**AUFGABENSTELLUNG:** Wie lässt sich der Absatz im Textauszug zum Sanierungsbeauftragten, der mit „Im deutschen Recht entstand“ beginnt, als knappe Stichpunktliste mit seinen wesentlichen Fakten wiedergeben?

**TEXTAUSZUG:**
════════

Begriff und rechtliche Einordnung des Sanierungsbeauftragten

Der Sanierungsbeauftragte ist eine zentrale, in verschiedenen rechtlichen Kontexten vorgesehene Person, die in Unternehmen oder in Institutionen bei drohender oder bestehender wirtschaftlicher Schieflage eingesetzt wird. Seine Hauptaufgabe besteht darin, Sanierungsmaßnahmen zu entwickeln, deren Umsetzung zu koordinieren sowie die Unternehmensleitung, Gesellschafter und ggf. Gläubiger bei der erfolgreichen Stabilisierung und Fortführung des Unternehmens zu unterstützen. Die Rolle des Sanierungsbeauftragten findet insbesondere im Rahmen von außergerichtlichen und gerichtlichen Restrukturierungsverfahren (§§ 84 ff., § 129 StaRUG, § 270b InsO) sowie in Zusammenhang mit besonderen aufsichtsrechtlichen Bestimmungen Anwendung.

Historische Entwicklung und gesetzliche Grundlagen

Gesetzliche Verankerung im deutschen Recht

Im deutschen Recht entstand die Funktion des Sanierungsbeauftragten insbesondere im Zusammenhang mit Einführung des Gesetzes über den Stabilisierungs- und Restrukturierungsrahmen für Unternehmen (StaRUG) und im Kontext der Insolvenzordnung (InsO). Das StaRUG, welches zum 1. Januar 2021 in Kraft trat, enthält eigenständige Regelungen über das gerichtliche Restrukturierungsverfahren, die bei drohender Zahlungsunfähigkeit greifen. Hierbei können das Restrukturierungsgericht und die Beteiligten die Bestellung eines Sanierungsbeauftragten bei bestimmten Voraussetzungen beantragen bzw. anordnen. Zudem existieren Überschneidungen zum sogenannten Sachwalter im Eigenverwaltungsverfahren nach der Insolvenzordnung, wobei der Sanierungsbeauftragte jedoch spezifische Aufgaben im Rahmen der vorinsolvenzlichen Restrukturierung wahrnimmt.

════════

**EINTRÄGE DES DATENSATZES:**
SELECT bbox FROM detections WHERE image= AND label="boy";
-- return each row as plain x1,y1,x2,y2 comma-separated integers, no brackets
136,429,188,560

════════

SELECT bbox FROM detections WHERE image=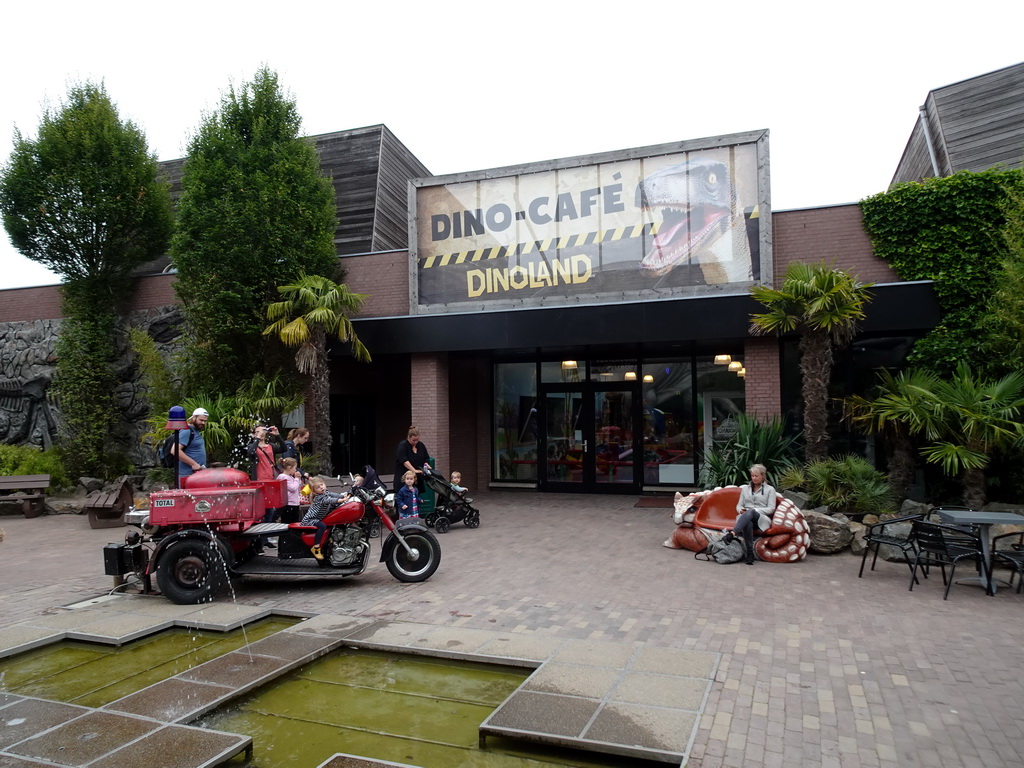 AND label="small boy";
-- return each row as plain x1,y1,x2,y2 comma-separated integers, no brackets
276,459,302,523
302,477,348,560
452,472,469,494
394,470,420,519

════════

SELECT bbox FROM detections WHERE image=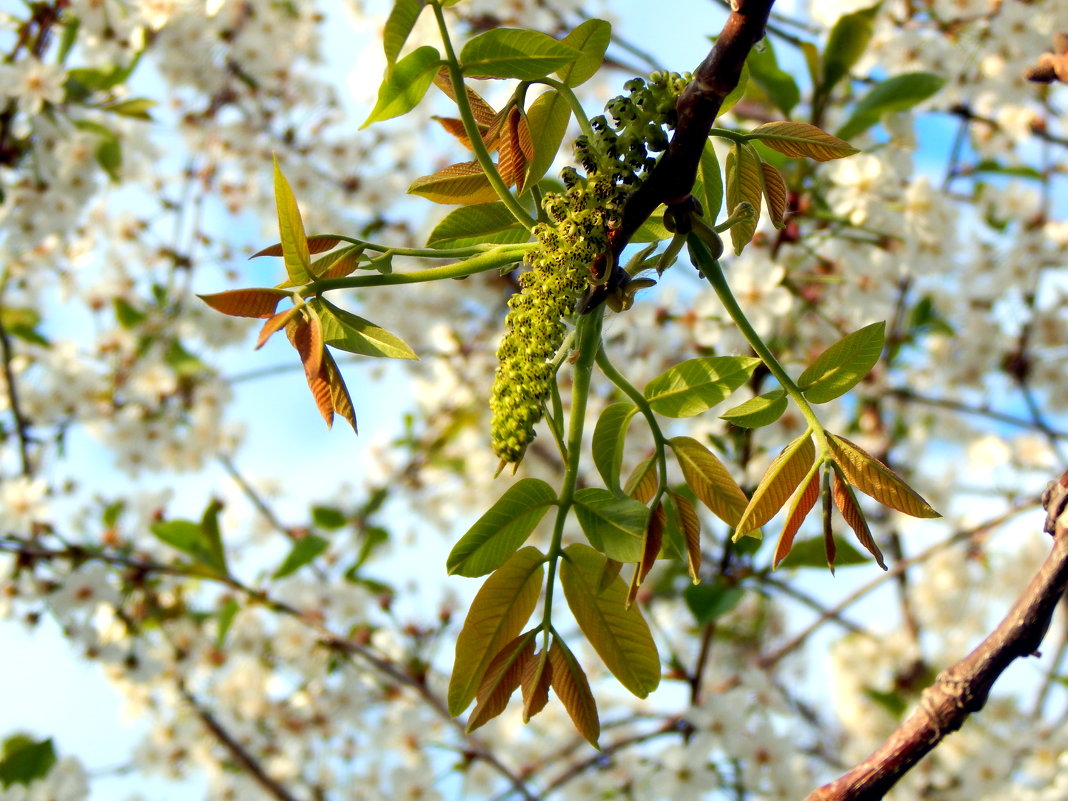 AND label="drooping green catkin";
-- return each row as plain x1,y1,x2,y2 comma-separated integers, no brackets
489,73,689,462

════════

**ERWARTETE ANTWORT:**
- Die Funktion des Sanierungsbeauftragten entstand im deutschen Recht vor allem mit der Einführung des StaRUG und im Kontext der InsO.
- Das StaRUG trat am 1. Januar 2021 in Kraft.
- Es regelt eigenständig das gerichtliche Restrukturierungsverfahren, das bei drohender Zahlungsunfähigkeit greift.
- Restrukturierungsgericht und Beteiligte können unter bestimmten Voraussetzungen die Bestellung eines Sanierungsbeauftragten beantragen bzw. anordnen.
- Es gibt Überschneidungen zum Sachwalter im Eigenverwaltungsverfahren nach der InsO.
- Der Sanierungsbeauftragte nimmt jedoch spezifische Aufgaben in der vorinsolvenzlichen Restrukturierung wahr.